>>>>>
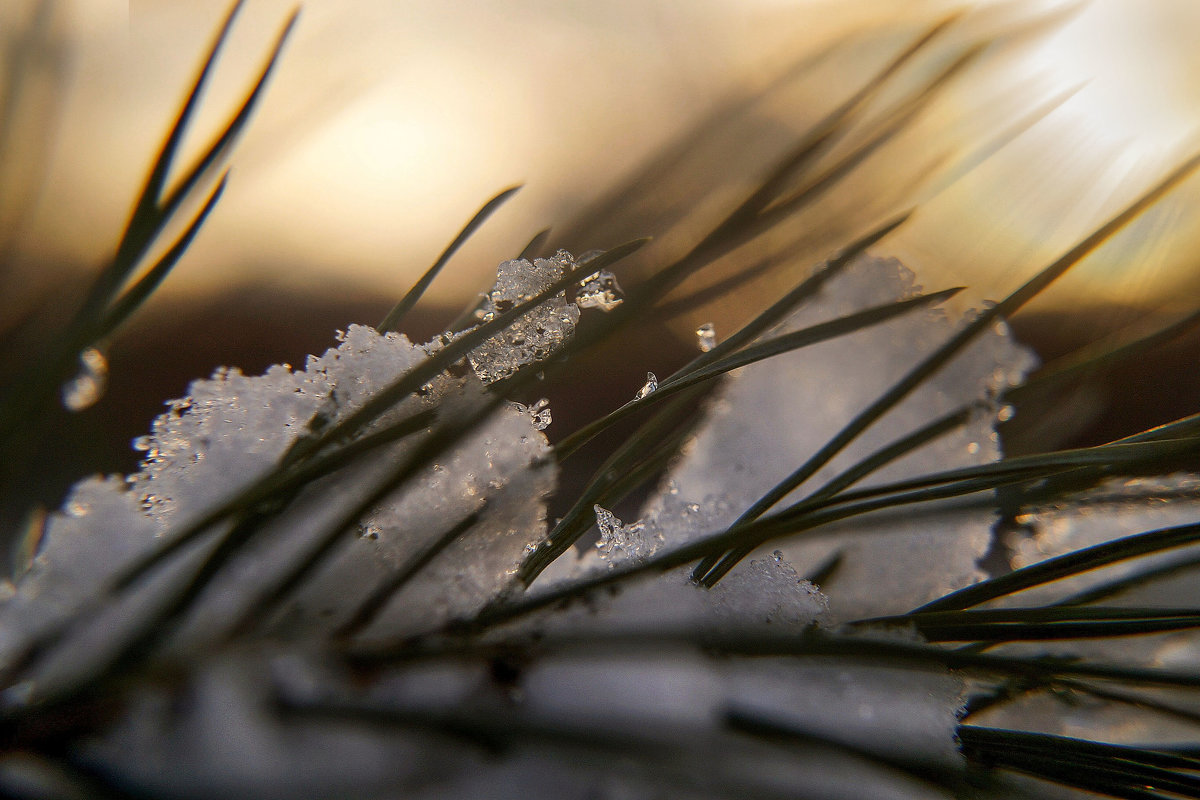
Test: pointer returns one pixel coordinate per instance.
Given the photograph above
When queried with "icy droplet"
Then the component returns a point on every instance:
(599, 290)
(89, 384)
(652, 384)
(539, 413)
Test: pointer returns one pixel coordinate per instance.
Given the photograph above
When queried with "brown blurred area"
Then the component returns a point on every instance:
(388, 125)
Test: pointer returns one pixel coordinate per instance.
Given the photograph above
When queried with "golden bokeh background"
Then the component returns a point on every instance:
(388, 124)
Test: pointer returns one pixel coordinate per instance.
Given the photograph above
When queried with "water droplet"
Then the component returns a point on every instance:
(599, 290)
(652, 384)
(89, 383)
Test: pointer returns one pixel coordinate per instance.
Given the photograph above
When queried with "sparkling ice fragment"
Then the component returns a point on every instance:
(648, 389)
(88, 386)
(539, 413)
(599, 290)
(537, 335)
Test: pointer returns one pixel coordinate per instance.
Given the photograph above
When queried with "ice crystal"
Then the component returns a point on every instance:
(599, 290)
(88, 386)
(538, 334)
(621, 541)
(234, 428)
(772, 416)
(648, 388)
(539, 413)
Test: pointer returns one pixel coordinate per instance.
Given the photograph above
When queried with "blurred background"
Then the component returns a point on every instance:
(388, 124)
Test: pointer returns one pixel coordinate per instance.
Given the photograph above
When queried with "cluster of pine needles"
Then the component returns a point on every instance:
(957, 631)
<<<<<
Every entry above is to be transcribed exactly, with all pictures left out.

** TASK OUTPUT **
Test: pointer returns one pixel coordinate per instance.
Given the photograph above
When queried with "icy droplet"
Then the component returns a point on every instance:
(599, 290)
(89, 384)
(652, 384)
(539, 413)
Test: pointer returns one pixel coordinate per instance.
Given the photograph above
When queried with "brown blurred area"
Then the component returns a point on every instance:
(388, 125)
Test: pointer returns one pixel coordinate per instance.
Given the photograph above
When queried with "golden bokeh background"
Then the component returns a point on every instance:
(388, 124)
Test: pointer returns one pixel coordinate per instance.
Given the photograph above
When queried with "water droplet"
Then the component returns a point on every instance:
(599, 290)
(652, 384)
(89, 383)
Test: pointer returns one pixel coordinate per instance.
Given the photograph above
When queried with "sparkling ice fragment"
Then the component returns a point on every instance:
(648, 389)
(88, 386)
(539, 413)
(599, 290)
(537, 335)
Test: pointer returns one pixel coordinate per instance.
Given the photograph above
When queried with "ice crystal"
Then the component returns a point on every instance:
(599, 290)
(88, 386)
(538, 334)
(621, 541)
(234, 428)
(772, 416)
(648, 388)
(539, 413)
Test: pointer returns one pixel coordinate per instance.
Given the photograph above
When queried with "blurred background"
Then the component returns a point on every instance:
(388, 124)
Test: pointer returns one pixel coordinate per instance.
Given the photograph above
When queried with "cluster of pine needles"
Then the component returns a point on every instance:
(957, 631)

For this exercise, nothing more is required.